→ **Goal of the exercise**:
Return, character for character, the lines from the one bearing "Annotation task — pin every instance of the weathered" through the end of the material. Omit everything before that line.

◆ ◆ ◆ ◆ ◆ ◆ ◆

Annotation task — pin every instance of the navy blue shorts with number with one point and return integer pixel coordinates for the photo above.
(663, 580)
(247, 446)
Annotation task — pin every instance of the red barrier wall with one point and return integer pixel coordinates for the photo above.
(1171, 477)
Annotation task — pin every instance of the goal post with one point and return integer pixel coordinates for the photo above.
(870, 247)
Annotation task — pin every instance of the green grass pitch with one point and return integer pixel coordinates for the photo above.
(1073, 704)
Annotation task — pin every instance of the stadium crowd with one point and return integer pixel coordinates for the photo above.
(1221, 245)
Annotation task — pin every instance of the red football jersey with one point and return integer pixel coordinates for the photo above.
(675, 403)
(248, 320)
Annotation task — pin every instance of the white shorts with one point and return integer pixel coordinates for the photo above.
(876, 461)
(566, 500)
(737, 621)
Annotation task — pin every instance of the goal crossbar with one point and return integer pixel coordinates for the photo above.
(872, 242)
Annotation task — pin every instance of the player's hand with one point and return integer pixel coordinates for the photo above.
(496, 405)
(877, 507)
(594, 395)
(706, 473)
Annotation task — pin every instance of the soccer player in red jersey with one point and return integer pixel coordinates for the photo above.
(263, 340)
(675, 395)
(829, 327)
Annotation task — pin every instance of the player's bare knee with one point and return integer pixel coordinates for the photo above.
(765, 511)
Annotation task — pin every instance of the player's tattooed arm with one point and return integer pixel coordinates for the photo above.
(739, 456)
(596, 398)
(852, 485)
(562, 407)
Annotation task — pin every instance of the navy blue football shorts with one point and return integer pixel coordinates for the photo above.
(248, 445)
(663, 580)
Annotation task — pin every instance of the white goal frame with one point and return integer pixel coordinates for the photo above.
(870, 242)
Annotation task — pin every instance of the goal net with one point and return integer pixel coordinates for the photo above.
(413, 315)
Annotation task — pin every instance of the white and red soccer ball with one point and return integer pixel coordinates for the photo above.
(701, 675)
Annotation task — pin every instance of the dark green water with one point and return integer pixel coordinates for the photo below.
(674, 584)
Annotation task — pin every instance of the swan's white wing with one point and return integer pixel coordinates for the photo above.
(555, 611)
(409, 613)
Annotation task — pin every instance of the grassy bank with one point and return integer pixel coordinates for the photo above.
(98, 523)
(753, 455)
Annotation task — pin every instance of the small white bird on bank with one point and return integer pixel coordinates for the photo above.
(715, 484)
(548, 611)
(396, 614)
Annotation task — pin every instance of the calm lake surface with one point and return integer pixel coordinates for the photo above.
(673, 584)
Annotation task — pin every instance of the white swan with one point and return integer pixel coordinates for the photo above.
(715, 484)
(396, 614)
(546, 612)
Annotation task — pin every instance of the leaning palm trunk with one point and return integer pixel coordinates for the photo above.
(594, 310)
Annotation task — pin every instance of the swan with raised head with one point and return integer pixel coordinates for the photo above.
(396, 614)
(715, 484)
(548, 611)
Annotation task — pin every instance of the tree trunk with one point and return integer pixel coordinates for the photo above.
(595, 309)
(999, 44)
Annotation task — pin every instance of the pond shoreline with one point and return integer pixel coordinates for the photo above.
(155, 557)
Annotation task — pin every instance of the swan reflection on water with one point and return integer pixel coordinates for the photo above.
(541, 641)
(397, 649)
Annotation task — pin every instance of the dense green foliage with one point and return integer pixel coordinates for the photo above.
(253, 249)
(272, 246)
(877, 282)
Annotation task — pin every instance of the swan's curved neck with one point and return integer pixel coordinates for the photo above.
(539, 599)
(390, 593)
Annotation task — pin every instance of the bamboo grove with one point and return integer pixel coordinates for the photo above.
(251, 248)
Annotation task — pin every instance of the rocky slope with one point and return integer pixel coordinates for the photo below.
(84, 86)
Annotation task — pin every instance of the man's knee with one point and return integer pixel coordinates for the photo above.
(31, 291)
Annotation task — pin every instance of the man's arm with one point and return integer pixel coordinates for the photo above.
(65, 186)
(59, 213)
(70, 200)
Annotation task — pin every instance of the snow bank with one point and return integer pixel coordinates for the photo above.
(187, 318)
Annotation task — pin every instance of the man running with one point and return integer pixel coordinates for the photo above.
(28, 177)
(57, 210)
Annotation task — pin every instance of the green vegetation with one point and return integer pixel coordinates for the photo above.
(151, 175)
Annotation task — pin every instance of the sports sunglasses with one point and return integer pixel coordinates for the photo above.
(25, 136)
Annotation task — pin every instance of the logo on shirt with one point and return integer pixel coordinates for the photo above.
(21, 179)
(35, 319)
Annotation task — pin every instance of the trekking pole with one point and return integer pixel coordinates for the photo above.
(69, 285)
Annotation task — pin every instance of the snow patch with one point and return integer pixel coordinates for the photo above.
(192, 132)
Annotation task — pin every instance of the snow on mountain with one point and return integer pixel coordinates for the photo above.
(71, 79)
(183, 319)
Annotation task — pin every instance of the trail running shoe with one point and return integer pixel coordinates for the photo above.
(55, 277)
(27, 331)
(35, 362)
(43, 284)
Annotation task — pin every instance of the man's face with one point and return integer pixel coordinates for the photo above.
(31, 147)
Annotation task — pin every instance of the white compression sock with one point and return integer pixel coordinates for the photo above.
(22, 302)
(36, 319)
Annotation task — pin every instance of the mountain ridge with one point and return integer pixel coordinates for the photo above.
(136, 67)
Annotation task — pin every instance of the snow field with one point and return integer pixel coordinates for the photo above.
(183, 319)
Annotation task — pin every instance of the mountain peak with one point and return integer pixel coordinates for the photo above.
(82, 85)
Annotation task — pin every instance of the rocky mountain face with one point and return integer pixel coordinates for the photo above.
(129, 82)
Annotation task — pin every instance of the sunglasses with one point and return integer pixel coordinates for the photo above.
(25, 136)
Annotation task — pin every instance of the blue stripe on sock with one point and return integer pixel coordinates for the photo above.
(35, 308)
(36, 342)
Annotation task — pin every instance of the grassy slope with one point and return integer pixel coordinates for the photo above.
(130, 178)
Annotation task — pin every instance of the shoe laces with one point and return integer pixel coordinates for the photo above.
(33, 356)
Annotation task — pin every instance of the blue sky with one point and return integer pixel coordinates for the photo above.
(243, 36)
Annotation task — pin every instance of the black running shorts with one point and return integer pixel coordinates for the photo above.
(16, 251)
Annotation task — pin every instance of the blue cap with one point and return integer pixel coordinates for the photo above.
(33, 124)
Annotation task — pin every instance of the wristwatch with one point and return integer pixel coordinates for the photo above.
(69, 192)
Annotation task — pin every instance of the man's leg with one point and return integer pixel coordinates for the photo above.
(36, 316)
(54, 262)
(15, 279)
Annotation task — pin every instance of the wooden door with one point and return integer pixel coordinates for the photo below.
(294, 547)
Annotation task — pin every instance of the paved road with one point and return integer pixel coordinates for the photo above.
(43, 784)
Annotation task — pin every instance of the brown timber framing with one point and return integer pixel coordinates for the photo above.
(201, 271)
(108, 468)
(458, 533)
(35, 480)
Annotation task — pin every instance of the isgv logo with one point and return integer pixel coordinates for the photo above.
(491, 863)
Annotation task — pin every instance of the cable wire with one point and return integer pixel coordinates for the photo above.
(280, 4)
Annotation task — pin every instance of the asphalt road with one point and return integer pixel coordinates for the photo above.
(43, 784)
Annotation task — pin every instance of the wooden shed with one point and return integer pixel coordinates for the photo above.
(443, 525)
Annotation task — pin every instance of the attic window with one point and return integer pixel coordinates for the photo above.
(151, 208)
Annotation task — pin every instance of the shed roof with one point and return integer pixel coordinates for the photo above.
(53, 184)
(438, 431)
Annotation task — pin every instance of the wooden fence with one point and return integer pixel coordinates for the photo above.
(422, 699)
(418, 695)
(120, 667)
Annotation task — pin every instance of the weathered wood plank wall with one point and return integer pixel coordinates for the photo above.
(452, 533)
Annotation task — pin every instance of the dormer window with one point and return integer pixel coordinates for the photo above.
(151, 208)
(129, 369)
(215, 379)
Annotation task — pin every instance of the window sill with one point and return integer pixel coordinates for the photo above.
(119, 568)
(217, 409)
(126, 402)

◆ ◆ ◆ ◆ ◆ ◆ ◆

→ **Answer box**:
Annotation task — pin every instance of the weathered wood plank wall with one point and return integer pixel coordinates for the photo above.
(452, 533)
Annotation task — pin every instance of the dormer window with one point and return integer pixel coordinates for the photo above.
(151, 208)
(129, 369)
(215, 379)
Annotation task — pin every instance of the window sill with one point and return integer pixel coordinates for the photo above.
(119, 568)
(217, 409)
(126, 402)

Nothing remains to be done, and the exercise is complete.